# TASK INSTRUCTIONS
The response must be a precise copy of the records that follow.

# GIVEN INFORMATION
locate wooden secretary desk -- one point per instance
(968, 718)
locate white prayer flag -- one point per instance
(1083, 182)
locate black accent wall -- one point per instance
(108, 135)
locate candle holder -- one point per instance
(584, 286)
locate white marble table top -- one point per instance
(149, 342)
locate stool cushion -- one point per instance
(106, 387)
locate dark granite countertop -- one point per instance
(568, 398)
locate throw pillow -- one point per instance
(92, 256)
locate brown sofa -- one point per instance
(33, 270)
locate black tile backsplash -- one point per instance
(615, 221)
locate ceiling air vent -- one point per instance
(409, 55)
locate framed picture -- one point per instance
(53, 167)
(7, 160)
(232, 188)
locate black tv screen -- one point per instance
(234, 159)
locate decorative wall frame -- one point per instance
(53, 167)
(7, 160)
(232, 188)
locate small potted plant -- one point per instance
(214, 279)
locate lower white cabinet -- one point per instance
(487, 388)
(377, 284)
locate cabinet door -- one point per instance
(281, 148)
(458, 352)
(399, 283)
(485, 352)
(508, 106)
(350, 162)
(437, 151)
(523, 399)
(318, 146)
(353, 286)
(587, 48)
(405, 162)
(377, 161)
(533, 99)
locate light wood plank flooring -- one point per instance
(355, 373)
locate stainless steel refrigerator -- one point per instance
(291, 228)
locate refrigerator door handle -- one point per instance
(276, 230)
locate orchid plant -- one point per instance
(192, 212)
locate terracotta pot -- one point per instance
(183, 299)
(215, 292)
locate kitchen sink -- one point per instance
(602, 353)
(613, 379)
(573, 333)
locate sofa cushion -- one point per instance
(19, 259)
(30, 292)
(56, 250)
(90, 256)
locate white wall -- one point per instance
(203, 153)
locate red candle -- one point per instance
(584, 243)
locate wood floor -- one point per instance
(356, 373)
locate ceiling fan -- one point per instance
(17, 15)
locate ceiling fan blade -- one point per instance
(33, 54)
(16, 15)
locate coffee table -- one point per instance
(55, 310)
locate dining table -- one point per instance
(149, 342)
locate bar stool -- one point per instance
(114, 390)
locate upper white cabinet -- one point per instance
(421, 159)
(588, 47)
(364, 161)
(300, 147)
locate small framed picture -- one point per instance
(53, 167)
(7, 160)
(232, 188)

# EXERCISE RESPONSE
locate wooden secretary desk -- one point per instance
(968, 718)
locate white prayer flag -- one point per instance
(1083, 182)
locate black accent wall -- one point per instance
(108, 135)
locate candle holder -- one point per instance
(584, 286)
locate white marble table top -- one point per instance
(149, 342)
locate stool cushion -- one point per instance
(106, 387)
locate dark granite countertop -- one point per instance
(568, 398)
locate throw pillow -- one point per instance
(92, 256)
locate brown sofa -- one point per instance
(33, 270)
locate black tile backsplash -- one point per instance
(615, 221)
locate ceiling air vent -- one point per instance
(409, 55)
locate framed picture -- one point per instance
(53, 167)
(7, 160)
(232, 188)
locate black tv screen -- one point per instance
(234, 159)
locate decorative wall frame -- one point per instance
(53, 167)
(7, 160)
(232, 188)
locate small potted plant -- one point per instance
(214, 279)
locate lower white cabinet -- one point per instance
(487, 388)
(377, 284)
locate cabinet door -- one point per instance
(281, 148)
(458, 352)
(399, 283)
(485, 352)
(508, 106)
(350, 162)
(437, 151)
(523, 399)
(318, 146)
(353, 286)
(587, 48)
(405, 162)
(377, 161)
(533, 99)
locate light wood plank flooring -- one point per instance
(355, 373)
locate stainless steel refrigerator -- one point per instance
(291, 228)
locate refrigerator door handle -- one point per instance
(276, 230)
locate orchid plant -- one point per instance
(192, 212)
locate terracotta pot -- one point per instance
(183, 299)
(215, 292)
locate kitchen sink -- one point per instance
(602, 353)
(613, 379)
(573, 333)
locate sofa cushion -- one point per instance
(19, 259)
(30, 292)
(56, 250)
(90, 256)
locate white wall -- one point per instance
(203, 153)
locate red candle -- one point per instance
(584, 243)
locate wood floor -- one point per instance
(356, 373)
locate ceiling fan -- one point per instance
(17, 15)
locate ceiling fan blade -- one point per instance
(33, 54)
(16, 15)
locate coffee table -- one point per instance
(55, 310)
locate dining table -- one point per instance
(149, 342)
locate bar stool -- one point per instance
(114, 390)
locate upper white cabinet -- one point per instance
(421, 159)
(588, 47)
(364, 161)
(300, 147)
locate small framed picture -- one point per instance
(53, 167)
(7, 160)
(232, 188)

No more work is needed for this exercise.